-------- Task material --------

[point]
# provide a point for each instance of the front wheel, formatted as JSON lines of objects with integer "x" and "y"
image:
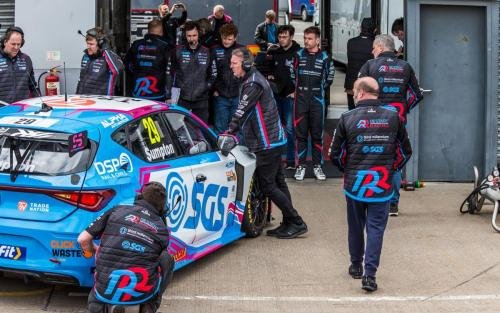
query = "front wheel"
{"x": 256, "y": 209}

--------

◆ Exercise aim ◆
Filter the records above down to the lines containing "point".

◆ Exercise output ◆
[point]
# provide a point for each instance of the front wheel, formatted as JSON lines of objects with integer "x" and "y"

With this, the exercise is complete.